Your objective: Only the pictures are to be omitted; every entry beneath should otherwise be duplicated exactly.

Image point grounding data
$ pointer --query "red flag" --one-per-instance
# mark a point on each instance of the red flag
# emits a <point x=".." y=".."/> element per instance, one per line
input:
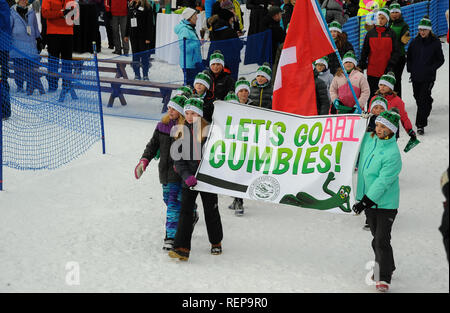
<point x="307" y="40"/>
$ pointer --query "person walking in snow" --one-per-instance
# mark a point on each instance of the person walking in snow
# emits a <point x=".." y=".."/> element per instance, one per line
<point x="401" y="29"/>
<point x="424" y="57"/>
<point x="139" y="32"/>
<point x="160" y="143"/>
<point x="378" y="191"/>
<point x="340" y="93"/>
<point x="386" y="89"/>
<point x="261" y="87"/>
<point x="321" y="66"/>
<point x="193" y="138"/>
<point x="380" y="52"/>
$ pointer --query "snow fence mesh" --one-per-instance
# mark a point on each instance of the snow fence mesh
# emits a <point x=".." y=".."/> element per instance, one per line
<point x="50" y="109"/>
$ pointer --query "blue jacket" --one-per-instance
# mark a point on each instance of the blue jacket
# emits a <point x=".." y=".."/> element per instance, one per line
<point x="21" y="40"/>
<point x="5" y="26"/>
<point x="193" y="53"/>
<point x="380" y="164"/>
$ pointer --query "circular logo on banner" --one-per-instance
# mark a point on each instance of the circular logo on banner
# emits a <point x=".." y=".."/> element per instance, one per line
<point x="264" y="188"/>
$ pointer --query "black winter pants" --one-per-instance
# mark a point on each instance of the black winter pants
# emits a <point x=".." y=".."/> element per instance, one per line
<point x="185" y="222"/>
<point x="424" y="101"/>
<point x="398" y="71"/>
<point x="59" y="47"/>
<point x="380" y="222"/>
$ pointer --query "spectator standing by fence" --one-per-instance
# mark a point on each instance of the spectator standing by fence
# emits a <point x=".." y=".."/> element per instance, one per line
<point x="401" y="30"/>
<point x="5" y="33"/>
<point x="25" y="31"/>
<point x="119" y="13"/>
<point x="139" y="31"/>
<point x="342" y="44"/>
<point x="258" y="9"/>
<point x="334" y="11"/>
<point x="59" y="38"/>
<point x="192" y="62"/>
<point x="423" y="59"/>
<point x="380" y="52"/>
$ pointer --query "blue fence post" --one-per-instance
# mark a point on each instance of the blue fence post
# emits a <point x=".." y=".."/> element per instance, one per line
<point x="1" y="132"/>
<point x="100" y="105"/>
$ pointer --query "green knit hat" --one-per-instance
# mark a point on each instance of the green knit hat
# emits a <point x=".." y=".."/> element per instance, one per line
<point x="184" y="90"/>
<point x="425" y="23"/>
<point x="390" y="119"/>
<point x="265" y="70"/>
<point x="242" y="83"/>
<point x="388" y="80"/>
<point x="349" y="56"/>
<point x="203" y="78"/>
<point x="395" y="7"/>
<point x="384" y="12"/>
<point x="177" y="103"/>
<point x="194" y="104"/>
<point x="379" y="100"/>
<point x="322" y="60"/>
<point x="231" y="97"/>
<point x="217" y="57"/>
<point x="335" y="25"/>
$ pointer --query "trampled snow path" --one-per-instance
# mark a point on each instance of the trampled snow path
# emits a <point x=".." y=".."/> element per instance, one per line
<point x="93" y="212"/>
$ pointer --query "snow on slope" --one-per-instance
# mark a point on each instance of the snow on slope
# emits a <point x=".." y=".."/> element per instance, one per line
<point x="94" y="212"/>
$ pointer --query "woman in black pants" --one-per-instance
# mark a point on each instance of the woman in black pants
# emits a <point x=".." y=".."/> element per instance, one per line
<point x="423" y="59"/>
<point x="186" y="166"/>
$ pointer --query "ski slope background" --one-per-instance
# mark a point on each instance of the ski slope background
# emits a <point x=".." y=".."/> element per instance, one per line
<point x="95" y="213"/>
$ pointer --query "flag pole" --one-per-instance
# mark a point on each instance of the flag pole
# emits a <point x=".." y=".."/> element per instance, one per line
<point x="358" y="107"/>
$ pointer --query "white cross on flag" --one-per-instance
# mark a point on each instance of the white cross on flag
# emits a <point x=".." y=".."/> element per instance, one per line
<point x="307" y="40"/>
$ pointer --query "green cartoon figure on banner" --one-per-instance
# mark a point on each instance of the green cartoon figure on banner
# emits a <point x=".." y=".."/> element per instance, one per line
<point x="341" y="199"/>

Your response:
$ pointer --query "red flag" --one-per-instance
# mark a point on each instance of the red flag
# emits a <point x=".." y=".."/> element per instance, one per line
input:
<point x="307" y="40"/>
$ pointer --query "person walking in snow" --one-per-instance
# mark a point on each instance of the person walking in snow
# emits a <point x=".." y=".."/> element per instance, one per line
<point x="401" y="29"/>
<point x="424" y="57"/>
<point x="139" y="32"/>
<point x="160" y="143"/>
<point x="378" y="191"/>
<point x="340" y="93"/>
<point x="386" y="89"/>
<point x="261" y="87"/>
<point x="321" y="66"/>
<point x="193" y="138"/>
<point x="380" y="52"/>
$ pointer --query "snow fence mesh" --one-per-instance
# mark a point on each instance of the snow fence mesh
# emits a <point x=".." y=".."/> element per instance, one per line
<point x="50" y="109"/>
$ pointer --query "blue jacket" --one-per-instance
# mark a point on each instance of the blue jacket
# emits a <point x=".." y=".."/> element per instance, one per line
<point x="21" y="40"/>
<point x="5" y="26"/>
<point x="193" y="53"/>
<point x="380" y="164"/>
$ pointer --query "circular logo on banner" --one-per-instance
# mark a point on each instance of the circular logo on banner
# emits a <point x=".." y=".."/> element per instance, one per line
<point x="264" y="188"/>
$ pointer --query "black winter pants" --one-per-instance
# mark a point on each instance of the black winter pants
# emits a <point x=".." y=".."/> element per instance, one per line
<point x="185" y="222"/>
<point x="424" y="101"/>
<point x="398" y="71"/>
<point x="59" y="47"/>
<point x="380" y="222"/>
$ pointer --query "spectator standing by fence" --one-per-instance
# mark a point on each instance of the spectator standing by fence
# emits a <point x=".." y=".."/> element per instance, one per line
<point x="401" y="30"/>
<point x="5" y="33"/>
<point x="25" y="31"/>
<point x="119" y="13"/>
<point x="139" y="31"/>
<point x="342" y="44"/>
<point x="258" y="9"/>
<point x="334" y="11"/>
<point x="59" y="38"/>
<point x="192" y="62"/>
<point x="423" y="59"/>
<point x="380" y="52"/>
$ pointer --query "blue fence post" --one-per-instance
# mark a point on each instance of the blue fence post
# emits a <point x=".." y=".."/> element per instance, one per line
<point x="1" y="132"/>
<point x="100" y="105"/>
$ pointer --query "green knit hat" --one-per-instance
# mark a point on each instance of the green knit hat
# emits a <point x=".." y=".."/> element per instance, one per line
<point x="184" y="90"/>
<point x="425" y="23"/>
<point x="390" y="119"/>
<point x="265" y="70"/>
<point x="242" y="83"/>
<point x="388" y="80"/>
<point x="349" y="56"/>
<point x="203" y="78"/>
<point x="395" y="7"/>
<point x="384" y="12"/>
<point x="177" y="103"/>
<point x="194" y="104"/>
<point x="379" y="100"/>
<point x="322" y="60"/>
<point x="231" y="97"/>
<point x="217" y="57"/>
<point x="335" y="25"/>
$ pointer --query "trampled snow path" --one-per-instance
# mark a point on each instance of the trampled snow path
# emits a <point x=".." y=".."/> element per instance, one per line
<point x="93" y="212"/>
$ pointer --query "snow on slope" --one-per-instance
# mark a point on each instance of the snow on slope
# emits a <point x=".." y=".."/> element per instance, one per line
<point x="94" y="212"/>
$ pointer --query "woman in black pants" --one-per-instance
# mark a point on each instance of the woman in black pants
# emits a <point x=".." y=".."/> element per instance, one per line
<point x="423" y="59"/>
<point x="186" y="166"/>
$ pointer --query "ski slope background" --one-per-instance
# mark a point on each instance of the ski slope background
# emits a <point x=".." y=".."/> element per instance, one per line
<point x="95" y="213"/>
$ pointer --query "flag pole" --one-per-instance
# mark a point on each instance of the flag pole
# emits a <point x=".." y=".."/> element per instance, one per line
<point x="358" y="107"/>
$ pointer --query "white cross on flag" --one-per-instance
# mark a point on each instance of the white cross on flag
# emits a <point x=".." y=".."/> element per instance, one per line
<point x="307" y="40"/>
$ pointer --query "green cartoon figure on banner" --one-per-instance
# mark a point on each instance of the green cartoon figure on banner
# emits a <point x=".." y=".."/> element per instance, one per line
<point x="341" y="199"/>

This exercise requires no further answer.